─── Excerpt ───

Medicine in the industrial revolution

?
  • Created by: holly6901
  • Created on: 26-05-19 19:43

Louis Pasteur and the Germ theory

Surgeons thought that microbes were caused by disease in something called “spontaneous generation”. The microbes were a symptom and diseases developed randomly, creating bacteria.

  • The two main groups were contagionists and anti-contagionists. Contagionists believed disease could spread through contact and anti-contagionists believed disease spread through the miasma.
  • In 1857, Pasteur tried to explain why the sugar beet used to ferment alcohol soured. Pasteur thought that germs in the air were responsible. He found that sterilised water was still sterile if the flask was closed, but was not sterile if the flask was open. This suggested that there were germs in the air.
  • In 1861, he published his Germ Theory – germs were causing infections. Microscopes (invented in the 17th century) eventually allowed Pasteur to see the micro-organisms that he described. Pasteur faced serious opposition for his theory. A famous doctor called Charlton Bastian supported the theory of spontaneous generation, which contradicted Pasteur’s Germ Theory. 
1 of 24

Paeusterisation

Pasteur’s research focussed on how liquids, such as milk went sour (pasteurisation). Many did not see the connection to humans. Doctors did not believe that small germs could cause such harm to humans.

2 of 24

Impact of the Germ theory

  • People gradually began to believe (and treat people in accordance with) Germ Theory.
  • Most of the gains from the Germ Theory came in the 20th century. It proved that disease was not spread by miasma. It proved that spontaneous generation was wrong. It proved that an imbalance of the Four Humours did not cause disease, thus meaning the Four Humours were wrong.
  • In the 19th century Britain, medical treatments became safer. The survival rate in surgery increased, hospitals became cleaner and vaccinations became more popular.
  • Technological developments meant that diseases could be identified and stopped more effectively. Following the Germ Theory, drugs were developed and became far more popular.
3 of 24

Robert Koch and the search for germs

  • Koch showed that germs were not all the same. He identified the different microbes that caused anthrax in 1876, septicaemia in 1878, tuberculosis in 1882 and cholera in 1883 by injecting animals with diseases. He then dyed bacteria and viewed them using microscopes. Other scientists then discovered typhus in 1880, pneumonia in 1880, tetanus in 1884, diphtheria in 1884 and the plague in 1890.

───

_Required work:_
1. Summarize the notes on medicine in the industrial revolution in two sentences.
2. Extend the notes on medicine in the industrial revolution, picking up right after their final sentence.

─── Data under study ───

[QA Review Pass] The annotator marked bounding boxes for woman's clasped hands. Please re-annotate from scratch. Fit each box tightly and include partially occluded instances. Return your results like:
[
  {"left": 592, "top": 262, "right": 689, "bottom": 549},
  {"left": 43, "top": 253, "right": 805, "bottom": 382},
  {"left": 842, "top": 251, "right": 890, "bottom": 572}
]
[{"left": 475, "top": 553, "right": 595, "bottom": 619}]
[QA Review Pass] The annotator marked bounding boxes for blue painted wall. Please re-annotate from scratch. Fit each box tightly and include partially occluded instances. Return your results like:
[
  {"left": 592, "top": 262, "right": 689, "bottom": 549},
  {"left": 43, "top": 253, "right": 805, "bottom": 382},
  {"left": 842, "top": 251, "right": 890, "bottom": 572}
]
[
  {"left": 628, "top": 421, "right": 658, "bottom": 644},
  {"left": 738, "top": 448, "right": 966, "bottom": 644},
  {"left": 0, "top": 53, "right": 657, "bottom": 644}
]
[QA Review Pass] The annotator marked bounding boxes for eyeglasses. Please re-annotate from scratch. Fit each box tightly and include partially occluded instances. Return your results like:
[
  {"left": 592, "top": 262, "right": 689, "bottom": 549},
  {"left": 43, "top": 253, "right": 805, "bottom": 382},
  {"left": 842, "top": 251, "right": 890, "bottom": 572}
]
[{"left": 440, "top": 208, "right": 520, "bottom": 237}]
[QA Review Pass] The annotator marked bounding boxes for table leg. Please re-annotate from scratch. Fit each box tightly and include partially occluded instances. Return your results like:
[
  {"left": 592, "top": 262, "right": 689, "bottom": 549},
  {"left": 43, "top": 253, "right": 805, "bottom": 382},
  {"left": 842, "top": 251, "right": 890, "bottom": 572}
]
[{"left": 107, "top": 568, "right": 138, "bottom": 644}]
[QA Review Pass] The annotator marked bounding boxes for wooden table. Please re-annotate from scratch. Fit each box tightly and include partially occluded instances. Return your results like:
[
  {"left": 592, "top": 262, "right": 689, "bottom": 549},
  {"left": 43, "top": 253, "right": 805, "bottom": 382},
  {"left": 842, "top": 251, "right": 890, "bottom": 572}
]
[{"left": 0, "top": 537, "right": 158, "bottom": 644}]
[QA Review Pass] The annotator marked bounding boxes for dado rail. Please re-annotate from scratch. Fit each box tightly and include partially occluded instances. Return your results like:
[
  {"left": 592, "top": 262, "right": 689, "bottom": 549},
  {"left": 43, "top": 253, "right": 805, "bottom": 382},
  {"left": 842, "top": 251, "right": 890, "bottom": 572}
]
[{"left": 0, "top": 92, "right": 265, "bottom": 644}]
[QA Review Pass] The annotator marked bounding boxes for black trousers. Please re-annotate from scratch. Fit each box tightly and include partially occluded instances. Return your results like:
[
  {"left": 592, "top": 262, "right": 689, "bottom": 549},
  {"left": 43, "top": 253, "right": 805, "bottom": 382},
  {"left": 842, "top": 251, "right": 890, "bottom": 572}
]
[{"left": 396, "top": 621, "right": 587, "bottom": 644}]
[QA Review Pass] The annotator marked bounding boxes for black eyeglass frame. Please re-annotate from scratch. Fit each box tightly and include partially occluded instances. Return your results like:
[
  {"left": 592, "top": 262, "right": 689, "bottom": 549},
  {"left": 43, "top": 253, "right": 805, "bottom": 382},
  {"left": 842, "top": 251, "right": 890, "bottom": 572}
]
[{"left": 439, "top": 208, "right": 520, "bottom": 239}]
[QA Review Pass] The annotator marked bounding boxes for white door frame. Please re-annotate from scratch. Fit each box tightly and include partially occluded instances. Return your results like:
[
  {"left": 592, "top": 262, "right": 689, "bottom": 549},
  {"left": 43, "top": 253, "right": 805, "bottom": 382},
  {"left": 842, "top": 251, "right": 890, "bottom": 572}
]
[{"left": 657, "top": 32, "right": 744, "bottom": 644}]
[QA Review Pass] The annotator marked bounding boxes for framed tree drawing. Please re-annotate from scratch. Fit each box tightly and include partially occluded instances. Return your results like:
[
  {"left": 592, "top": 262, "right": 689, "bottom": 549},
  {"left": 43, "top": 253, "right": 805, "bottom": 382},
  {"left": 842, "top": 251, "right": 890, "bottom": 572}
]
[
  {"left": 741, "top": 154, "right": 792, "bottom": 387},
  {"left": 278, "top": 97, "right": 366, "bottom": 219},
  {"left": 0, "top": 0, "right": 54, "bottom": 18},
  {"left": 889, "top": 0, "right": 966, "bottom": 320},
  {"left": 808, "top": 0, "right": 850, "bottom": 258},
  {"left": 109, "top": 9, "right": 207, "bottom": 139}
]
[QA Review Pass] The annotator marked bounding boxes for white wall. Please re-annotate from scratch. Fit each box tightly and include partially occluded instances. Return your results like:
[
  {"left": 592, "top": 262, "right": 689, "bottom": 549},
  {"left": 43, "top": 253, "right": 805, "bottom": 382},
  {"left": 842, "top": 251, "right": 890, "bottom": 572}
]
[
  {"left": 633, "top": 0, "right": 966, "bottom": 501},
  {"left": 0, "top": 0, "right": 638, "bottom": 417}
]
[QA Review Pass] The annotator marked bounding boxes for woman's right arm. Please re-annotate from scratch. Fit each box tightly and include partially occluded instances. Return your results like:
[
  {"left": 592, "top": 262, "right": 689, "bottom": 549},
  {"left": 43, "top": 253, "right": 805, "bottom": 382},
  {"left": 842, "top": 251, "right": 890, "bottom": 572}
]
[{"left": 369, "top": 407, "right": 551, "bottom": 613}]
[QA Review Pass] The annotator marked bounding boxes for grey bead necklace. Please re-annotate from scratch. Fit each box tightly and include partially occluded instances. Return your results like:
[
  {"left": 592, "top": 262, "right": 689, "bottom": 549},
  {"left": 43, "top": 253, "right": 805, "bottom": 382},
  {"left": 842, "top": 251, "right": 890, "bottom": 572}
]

───

_Answer set:_
1. Pasteur's experiments showed that sterilized water stayed sterile in a closed flask but not in an open one, which pointed to germs in the air, and in 1861 he published his Germ Theory that germs caused infections, despite opposition from supporters of spontaneous generation such as Charlton Bastian. The theory disproved miasma, spontaneous generation and the Four Humours and led to safer treatments and new drugs, and Robert Koch went on to identify the microbes behind anthrax, septicaemia, tuberculosis and cholera.

2.
  • Koch and Pasteur’s studies were picked up by many scientists in Britain. John Tyndall gave lectures on Germ Theory to British doctors. He disagreed with Bastian’s ideas of spontaneous generation.
  • Dr William Roberts created a medical version of Germ Theory.
  • William Cheyne translated Koch’s work and highlighted that not all microbes caused harmful disease.
  • Koch and Pasteur inspired a generation of scientists who were called ‘microbe hunters’.These scientists became interested in diseases and how to prevent them.
4 of 24

Vaccination

  • In 1879, Pasteur accidentally showed that vaccinations could prevent disease. After a researcher Charles Chamberland left out a cholera culture over the weekend, they discovered that weakened (attenuated) cholera germs could make a chicken immune from later stronger bouts of cholera.
  •  In 1881, Pasteur produced a weakened (attenuated) vaccine for anthrax in sheep. 
  • By 1884, Pasteur created a vaccine for rabies. A year later this was applied to human subjects. Pasteur’s contribution to vaccines is so significant because it allowed some of the world’s deadliest diseases to be eradicated.
  • In 1871, the Franco-Prussian war (between France and Germany) ended. Some historians think the national rivalry between Pasteur and Koch drove developments. Scientific advances were propelled forward by competition.
  • There was an internal rivalry to understand a germ called diphtheria. By 1890, Pierre Roux had shown that diphtheria produced a poison. Later in 1890, Emil Behring showed that if diphtheria was diluted it could produce an antitoxin.
5 of 24

Government action to improve public health

  • The Public Health Act set up a Central Board of Health to improve public health. Towns were asked to set up their own Local Board of Health. Town councils were given the power to spend money on improving street cleanliness. The result of the act was mixed because councils had their own autonomy. Some cleaned their streets but some didn’t. In 1854 the Central Board of Health was shut down as it was seen as a violation of the government’s laissez-faire approach.
  • In 1858 London was struck by the ‘Great Stink’. The River Thames was so full of sewage and the weather was so hot that London smelt very bad. Parliament (located right on the Thames) noticed the smell. This prompted them to improve London’s hygiene and sewage systems. Politicians funded an engineer called Joseph Bazalgette to build a new sewer system for London. Over 1300 miles of sewers were built to take sewage out of Central London. Bazalgette completed this within a year and these are still used today.
6 of 24

Voting and public health acts

  • In 1867, more working-class men won the right to vote. This shift in the voting population helped to improve living conditions across the UK. 
  • The 1848 act was voluntary, but the 1875 Act was mandatory. It forced local authorities to: Provide clean water Provide proper sewage systems to collect rubbish on the street and appoint a Medical Officer of Health
7 of 24

Why was public health improved

  • The 1867 Reform Act gave more working-class men the vote. This meant that politically to stay in power, improving living conditions for this group was more important.
  • The Chadwick Report of 1842 could have had an effect on increasing awareness but most of the change came a lot later than 1842.
  • The Great Stink of 1858 was only really created by unusually hot weather. The smell from the Thames reached parliament and it took this to lead to Bazalgette’s reforms of the London sewage system.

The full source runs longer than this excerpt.